[Written exercise 1] In the page excerpt, why does the added DQL snippet filter responseStatus to the values 401 and 403?
[Written exercise 2] Rewrite the page excerpt from "In the query input, add" up to and including "the most connections.", substituting "requests" for "connections".

In the query results table, right-click on any cell in the content field and select View field details to view the raw content of the field. For details, see Explore data in the original format.

Inspect the content

In the query results table, right-click on any cell in the Content field and select Extract fields to navigate to DPL Architect.
Select Saved patterns.
In Dynatrace patterns, select k8s > audit.

When extracting fields from a JSON structure, you can define only a partial schema for the fields that are relevant for your use case. To continue your investigation, you need to select only the relevant fields.

In the query input of DPL Architect, replace the pattern as follows:

JSON{
STRING:verb,
JSON{string:username}(flat=true):user,
JSON_ARRAY{ipaddr}(typed=true):sourceIPs,
JSON{string+:resource}(flat=true):objectRef,
JSON{int:code}(flat=true):responseStatus
}(flat=true)

Select Results for an overview of the fields that will be extracted from the match preview dataset.
Select Insert pattern to append the pattern to your DQL query.
Select Run to execute the query.

To find out which IPs have unauthorized activity, you need to

Expand the source IP array
Summarize the results with the relevant fields extracted previously
Filter the results to view only unauthorized requests (401) and forbidden requests (403)

In the query input, add the following DQL snippet, then select Run to execute the query.

| expand sourceIPs
| summarize count(), by: {sourceIPs, username, verb, resource=objectRef, responseStatus}
| filter in(responseStatus, {401, 403})

In the results table menu, sort results by count to see which IP addresses had the most connections.

[Dataset excerpts]
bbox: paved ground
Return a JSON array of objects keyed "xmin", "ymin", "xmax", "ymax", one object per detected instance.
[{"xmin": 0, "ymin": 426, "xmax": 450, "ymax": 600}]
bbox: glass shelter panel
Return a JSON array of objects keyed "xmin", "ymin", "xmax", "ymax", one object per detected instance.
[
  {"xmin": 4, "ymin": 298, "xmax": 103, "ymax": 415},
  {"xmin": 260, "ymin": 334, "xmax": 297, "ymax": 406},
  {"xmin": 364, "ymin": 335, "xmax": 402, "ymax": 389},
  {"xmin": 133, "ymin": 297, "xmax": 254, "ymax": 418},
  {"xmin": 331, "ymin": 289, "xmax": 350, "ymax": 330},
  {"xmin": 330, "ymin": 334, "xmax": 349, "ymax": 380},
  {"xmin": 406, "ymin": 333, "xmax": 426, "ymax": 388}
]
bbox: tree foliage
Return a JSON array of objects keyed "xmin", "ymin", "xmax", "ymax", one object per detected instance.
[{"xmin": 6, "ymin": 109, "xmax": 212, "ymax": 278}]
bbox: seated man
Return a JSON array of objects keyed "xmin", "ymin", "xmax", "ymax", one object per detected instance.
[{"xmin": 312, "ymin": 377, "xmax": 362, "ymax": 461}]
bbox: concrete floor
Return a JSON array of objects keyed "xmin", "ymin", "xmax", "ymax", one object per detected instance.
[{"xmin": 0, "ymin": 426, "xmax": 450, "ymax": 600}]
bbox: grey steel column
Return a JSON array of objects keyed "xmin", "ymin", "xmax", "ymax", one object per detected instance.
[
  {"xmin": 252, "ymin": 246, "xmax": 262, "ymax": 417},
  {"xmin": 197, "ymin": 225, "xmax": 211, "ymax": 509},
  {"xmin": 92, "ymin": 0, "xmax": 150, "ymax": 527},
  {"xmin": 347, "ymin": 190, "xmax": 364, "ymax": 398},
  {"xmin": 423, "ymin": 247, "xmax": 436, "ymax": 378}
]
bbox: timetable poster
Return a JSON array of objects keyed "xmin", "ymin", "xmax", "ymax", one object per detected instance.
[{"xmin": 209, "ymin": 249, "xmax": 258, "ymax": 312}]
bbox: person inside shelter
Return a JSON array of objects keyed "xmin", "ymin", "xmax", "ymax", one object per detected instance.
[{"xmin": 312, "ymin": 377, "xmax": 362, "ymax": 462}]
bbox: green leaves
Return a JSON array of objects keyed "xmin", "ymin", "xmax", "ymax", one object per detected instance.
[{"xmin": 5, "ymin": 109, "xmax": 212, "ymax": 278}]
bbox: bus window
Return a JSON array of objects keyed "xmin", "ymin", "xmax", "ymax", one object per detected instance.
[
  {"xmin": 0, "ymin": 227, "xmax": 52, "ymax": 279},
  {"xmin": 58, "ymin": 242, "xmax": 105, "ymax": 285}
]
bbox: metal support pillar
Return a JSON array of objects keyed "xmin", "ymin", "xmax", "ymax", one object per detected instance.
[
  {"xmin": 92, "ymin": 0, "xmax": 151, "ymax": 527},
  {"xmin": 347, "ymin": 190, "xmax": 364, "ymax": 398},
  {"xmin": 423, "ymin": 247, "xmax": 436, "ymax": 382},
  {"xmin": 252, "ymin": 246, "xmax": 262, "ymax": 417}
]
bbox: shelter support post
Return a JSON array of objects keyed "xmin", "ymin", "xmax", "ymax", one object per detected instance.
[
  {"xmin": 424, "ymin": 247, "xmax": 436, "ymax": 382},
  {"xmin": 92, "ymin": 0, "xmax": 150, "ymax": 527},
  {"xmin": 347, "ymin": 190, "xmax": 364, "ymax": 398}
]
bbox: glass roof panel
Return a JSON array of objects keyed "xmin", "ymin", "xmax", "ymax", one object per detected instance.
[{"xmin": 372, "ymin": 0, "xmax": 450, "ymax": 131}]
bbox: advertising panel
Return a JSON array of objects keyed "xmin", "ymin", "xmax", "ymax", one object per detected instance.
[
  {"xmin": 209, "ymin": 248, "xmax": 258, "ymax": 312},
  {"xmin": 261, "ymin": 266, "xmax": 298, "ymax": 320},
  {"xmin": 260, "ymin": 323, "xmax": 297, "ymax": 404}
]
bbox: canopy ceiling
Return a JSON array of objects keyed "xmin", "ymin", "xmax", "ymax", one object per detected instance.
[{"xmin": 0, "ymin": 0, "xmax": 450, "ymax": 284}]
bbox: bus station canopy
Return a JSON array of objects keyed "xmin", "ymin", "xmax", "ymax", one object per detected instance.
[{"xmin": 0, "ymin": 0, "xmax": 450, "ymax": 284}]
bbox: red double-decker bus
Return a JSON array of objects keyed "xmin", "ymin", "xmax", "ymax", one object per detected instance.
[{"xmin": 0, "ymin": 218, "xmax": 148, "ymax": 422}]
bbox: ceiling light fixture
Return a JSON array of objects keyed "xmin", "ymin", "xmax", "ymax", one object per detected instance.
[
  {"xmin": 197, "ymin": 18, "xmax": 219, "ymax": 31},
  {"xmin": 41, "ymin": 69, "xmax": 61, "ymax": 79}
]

[Task answer 1] The filter keeps only unauthorized requests (401) and forbidden requests (403). This is one of the steps the text gives for finding out which IPs have unauthorized activity.

[Task answer 2]
In the query input, add the following DQL snippet, then select Run to execute the query.

| expand sourceIPs
| summarize count(), by: {sourceIPs, username, verb, resource=objectRef, responseStatus}
| filter in(responseStatus, {401, 403})

In the results table menu, sort results by count to see which IP addresses had the most requests.